#### Data extracted from a collection

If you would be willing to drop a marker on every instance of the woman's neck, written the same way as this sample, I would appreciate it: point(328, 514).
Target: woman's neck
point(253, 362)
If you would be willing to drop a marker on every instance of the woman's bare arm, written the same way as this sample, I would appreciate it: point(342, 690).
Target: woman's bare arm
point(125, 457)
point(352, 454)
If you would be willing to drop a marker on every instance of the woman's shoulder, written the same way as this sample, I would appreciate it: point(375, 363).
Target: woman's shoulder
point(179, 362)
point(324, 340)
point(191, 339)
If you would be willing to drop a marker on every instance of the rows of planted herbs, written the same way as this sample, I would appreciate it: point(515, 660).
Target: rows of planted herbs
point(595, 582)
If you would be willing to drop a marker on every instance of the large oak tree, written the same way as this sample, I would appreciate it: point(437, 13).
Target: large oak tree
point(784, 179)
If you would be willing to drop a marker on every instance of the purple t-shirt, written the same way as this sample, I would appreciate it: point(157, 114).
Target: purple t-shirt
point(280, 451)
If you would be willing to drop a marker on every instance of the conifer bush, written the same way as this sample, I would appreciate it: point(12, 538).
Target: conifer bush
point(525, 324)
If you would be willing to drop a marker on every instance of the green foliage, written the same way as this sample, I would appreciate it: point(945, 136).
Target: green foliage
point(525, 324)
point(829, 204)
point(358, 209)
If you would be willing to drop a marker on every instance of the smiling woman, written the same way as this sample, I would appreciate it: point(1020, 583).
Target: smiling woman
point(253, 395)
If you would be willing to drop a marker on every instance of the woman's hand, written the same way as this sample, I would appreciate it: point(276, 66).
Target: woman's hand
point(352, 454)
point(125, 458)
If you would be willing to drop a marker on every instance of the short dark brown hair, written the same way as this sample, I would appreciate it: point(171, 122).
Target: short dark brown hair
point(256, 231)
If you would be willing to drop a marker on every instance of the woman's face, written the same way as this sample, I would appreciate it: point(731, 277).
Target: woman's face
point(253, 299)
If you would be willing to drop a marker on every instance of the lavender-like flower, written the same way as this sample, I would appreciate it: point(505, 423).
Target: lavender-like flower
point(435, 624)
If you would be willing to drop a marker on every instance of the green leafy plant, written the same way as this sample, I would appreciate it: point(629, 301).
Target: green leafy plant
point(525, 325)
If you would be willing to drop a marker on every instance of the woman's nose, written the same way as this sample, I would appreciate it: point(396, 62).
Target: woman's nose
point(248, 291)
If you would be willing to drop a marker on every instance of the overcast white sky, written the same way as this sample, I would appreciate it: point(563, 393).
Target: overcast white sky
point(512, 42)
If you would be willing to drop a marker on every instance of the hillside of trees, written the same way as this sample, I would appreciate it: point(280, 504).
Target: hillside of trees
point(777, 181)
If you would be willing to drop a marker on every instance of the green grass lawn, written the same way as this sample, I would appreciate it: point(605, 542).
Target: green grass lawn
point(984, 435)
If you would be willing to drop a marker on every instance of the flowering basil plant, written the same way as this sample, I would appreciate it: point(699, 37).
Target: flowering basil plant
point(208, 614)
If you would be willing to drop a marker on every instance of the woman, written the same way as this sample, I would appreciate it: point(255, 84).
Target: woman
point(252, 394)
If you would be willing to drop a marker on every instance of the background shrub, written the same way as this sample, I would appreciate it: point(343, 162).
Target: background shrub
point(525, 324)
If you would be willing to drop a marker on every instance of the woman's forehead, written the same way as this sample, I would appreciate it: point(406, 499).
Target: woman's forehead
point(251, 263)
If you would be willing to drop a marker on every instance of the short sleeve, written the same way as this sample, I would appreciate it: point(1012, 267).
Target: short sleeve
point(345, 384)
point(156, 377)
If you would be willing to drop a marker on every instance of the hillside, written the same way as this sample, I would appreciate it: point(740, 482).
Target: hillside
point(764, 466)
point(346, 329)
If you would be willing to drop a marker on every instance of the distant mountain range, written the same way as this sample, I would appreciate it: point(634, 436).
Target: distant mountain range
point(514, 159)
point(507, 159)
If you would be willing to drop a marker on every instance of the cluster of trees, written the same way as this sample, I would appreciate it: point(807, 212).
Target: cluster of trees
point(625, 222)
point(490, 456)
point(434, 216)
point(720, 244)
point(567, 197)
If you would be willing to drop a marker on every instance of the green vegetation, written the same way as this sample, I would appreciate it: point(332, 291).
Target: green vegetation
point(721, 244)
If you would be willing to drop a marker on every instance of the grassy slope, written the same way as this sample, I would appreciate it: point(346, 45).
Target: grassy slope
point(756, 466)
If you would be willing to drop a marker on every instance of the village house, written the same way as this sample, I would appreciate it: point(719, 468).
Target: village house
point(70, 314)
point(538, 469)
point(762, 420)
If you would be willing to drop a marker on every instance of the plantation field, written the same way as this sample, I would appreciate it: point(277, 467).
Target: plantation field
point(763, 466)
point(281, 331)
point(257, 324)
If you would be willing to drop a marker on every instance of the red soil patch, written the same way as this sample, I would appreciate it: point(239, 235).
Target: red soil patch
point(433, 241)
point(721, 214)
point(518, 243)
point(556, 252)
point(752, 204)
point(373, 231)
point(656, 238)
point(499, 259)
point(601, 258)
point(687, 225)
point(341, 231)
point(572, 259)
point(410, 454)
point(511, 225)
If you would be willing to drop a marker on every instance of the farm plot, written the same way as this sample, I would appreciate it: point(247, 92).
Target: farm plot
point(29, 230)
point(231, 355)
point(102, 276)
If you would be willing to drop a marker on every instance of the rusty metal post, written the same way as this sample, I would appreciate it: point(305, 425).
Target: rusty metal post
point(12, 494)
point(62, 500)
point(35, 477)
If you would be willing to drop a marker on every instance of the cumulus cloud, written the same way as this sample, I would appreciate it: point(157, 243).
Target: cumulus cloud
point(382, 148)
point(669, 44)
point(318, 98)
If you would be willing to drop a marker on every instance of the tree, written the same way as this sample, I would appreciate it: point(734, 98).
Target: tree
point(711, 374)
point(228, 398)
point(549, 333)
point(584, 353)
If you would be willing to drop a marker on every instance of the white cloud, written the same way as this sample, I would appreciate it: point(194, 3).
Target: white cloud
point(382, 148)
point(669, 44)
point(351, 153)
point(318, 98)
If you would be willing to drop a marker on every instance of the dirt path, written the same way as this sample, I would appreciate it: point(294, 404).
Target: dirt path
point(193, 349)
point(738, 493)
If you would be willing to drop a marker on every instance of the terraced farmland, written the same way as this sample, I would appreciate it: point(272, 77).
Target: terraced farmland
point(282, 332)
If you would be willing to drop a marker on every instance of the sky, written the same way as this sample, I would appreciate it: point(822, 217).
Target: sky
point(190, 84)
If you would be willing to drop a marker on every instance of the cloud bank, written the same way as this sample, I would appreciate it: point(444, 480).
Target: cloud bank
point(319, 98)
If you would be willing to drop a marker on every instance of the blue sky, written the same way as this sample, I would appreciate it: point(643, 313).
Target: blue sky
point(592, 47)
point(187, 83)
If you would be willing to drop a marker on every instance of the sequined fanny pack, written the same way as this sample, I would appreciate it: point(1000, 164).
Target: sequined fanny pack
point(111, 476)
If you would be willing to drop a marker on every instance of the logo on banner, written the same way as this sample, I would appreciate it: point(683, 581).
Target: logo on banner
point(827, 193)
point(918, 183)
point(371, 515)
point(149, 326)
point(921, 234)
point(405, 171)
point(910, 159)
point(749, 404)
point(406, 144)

#### Problem to solve
For this exercise, copy the lines from the one that contains "it: point(683, 581)." through the last line of the records, exactly and only those.

#### Result below
If you would be willing to drop a marker on every instance of the logo on banner, written the same way as this sample, I would appreciate it: point(683, 581).
Target: logo on banner
point(827, 193)
point(918, 183)
point(371, 515)
point(149, 326)
point(921, 234)
point(405, 171)
point(910, 159)
point(749, 404)
point(406, 144)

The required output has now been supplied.